## [EXCERPT PROVIDED]
Model Explainability & Interpretability
Explainability answers: "Why did the model make this prediction?" It's crucial for trust, debugging, regulatory compliance, and scientific understanding.
Interpretability vs Explainability
Interpretable models: Inherently understandable
- Linear regression, decision trees, rule lists
- Can directly inspect how features affect output
Explainable AI (XAI): Methods to explain black-box models
- SHAP, LIME, attention visualization
- Post-hoc explanations of complex models
Global vs Local Explanations
Global: How does the model work overall?
- Feature importance
- Partial dependence plots
- Model-level summaries
Local: Why this specific prediction?
- LIME, SHAP values for one instance
- Counterfactual explanations
Inherently Interpretable Models
Linear Models
y = β₀ + β₁x₁ + β₂x₂ + ... + βₙxₙ
Interpretation:
- βᵢ = change in y per unit change in xᵢ (holding others constant)
- Sign indicates direction of effect
- Magnitude indicates importance (if features scaled)
Decision Trees
[Age > 30?]
/ \
Yes No
↓ ↓
[Income > 50K?] [Deny]
/ \
[Approve] [Deny]
Explanation: "Denied because age ≤ 30"
Rule Lists
IF age > 30 AND income > 50K THEN approve
ELSE IF credit_score > 700 THEN approve
ELSE deny
Feature Importance
Permutation Importance
Shuffle one feature, measure accuracy drop:
from sklearn.inspection import permutation_importance
result = permutation_importance(model, X_test, y_test, n_repeats=10)
importances = result.importances_mean
Pros: Model-agnostic, works on any model Cons: Slow, correlated features split importance
Tree-Based Importance
# Mean decrease in impurity
importances = model.feature_importances_
# Or use permutation for more reliable results
Warning: MDI importance biased toward high-cardinality features.
SHAP (SHapley Additive exPlanations)
Based on game theory - fairly distribute prediction among features:
import shap
explainer = shap.TreeExplainer(model) # Or KernelExplainer for any model
shap_values = explainer.shap_values(X)
# Summary plot
shap.summary_plot(shap_values, X)
# Single prediction explanation
shap.force_plot(explainer.expected_value, shap_values[0], X.iloc[0])
Interpreting SHAP Values
Base value (average prediction): 0.5
Feature contributions:
+0.3 income = $80K
+0.15 age = 45
-0.1 debt_ratio = 0.4
------
Final prediction: 0.85
Sum of SHAP values = prediction - base value
SHAP Plots
Summary plot: Feature importance + direction of effects
Dependence plot: How one feature affects predictions
Force plot: Single prediction breakdown
Waterfall plot: Step-by-step contribution
LIME (Local Interpretable Model-agnostic Explanations)

## [STORED RECORDS]
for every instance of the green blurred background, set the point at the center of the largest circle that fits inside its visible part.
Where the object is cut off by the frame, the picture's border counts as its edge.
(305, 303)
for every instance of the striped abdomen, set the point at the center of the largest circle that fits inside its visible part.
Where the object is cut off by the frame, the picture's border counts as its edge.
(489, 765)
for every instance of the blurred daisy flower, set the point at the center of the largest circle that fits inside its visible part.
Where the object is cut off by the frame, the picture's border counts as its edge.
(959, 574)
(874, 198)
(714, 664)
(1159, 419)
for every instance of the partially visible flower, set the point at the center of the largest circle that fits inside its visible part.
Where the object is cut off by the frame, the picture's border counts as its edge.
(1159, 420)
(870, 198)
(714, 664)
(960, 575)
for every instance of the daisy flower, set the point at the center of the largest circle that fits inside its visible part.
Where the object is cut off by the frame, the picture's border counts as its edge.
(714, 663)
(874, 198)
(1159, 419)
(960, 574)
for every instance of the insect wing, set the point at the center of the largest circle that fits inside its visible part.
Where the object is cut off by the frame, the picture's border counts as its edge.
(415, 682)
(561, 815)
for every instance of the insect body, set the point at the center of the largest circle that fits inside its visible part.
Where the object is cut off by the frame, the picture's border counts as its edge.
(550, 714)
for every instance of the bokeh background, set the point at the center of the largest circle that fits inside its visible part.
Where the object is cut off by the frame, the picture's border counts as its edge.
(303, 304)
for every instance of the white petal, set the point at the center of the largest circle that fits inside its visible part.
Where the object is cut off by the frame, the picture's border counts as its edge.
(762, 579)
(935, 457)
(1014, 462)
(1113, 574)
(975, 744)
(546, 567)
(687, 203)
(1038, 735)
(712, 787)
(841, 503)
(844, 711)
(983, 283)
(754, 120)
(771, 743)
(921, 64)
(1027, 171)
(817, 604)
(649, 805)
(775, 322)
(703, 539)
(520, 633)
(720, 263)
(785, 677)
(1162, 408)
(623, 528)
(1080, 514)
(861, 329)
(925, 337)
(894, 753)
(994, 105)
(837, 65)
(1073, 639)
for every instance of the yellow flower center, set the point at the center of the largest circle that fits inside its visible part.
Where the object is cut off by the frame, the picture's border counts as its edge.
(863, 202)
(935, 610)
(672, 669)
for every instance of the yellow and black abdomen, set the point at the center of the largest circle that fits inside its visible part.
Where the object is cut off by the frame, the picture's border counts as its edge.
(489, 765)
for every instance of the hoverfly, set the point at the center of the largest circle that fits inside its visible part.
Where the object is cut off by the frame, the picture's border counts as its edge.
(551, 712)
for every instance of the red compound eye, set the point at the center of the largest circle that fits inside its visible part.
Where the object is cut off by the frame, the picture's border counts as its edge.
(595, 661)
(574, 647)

## [WHAT IS REQUIRED]
For each statement, say yes or no to whether it agrees with the page on model explainability, and quote the words that decide it: 1. Permutation importance works only on tree-based models. 2. MDI importance is biased toward high-cardinality features. 3. The sum of SHAP values equals the final prediction. The listing isn't needed for this.

## [FINAL ANSWER]
1. No: "Pros: Model-agnostic, works on any model"
2. Yes: "Warning: MDI importance biased toward high-cardinality features."
3. No: "Sum of SHAP values = prediction - base value"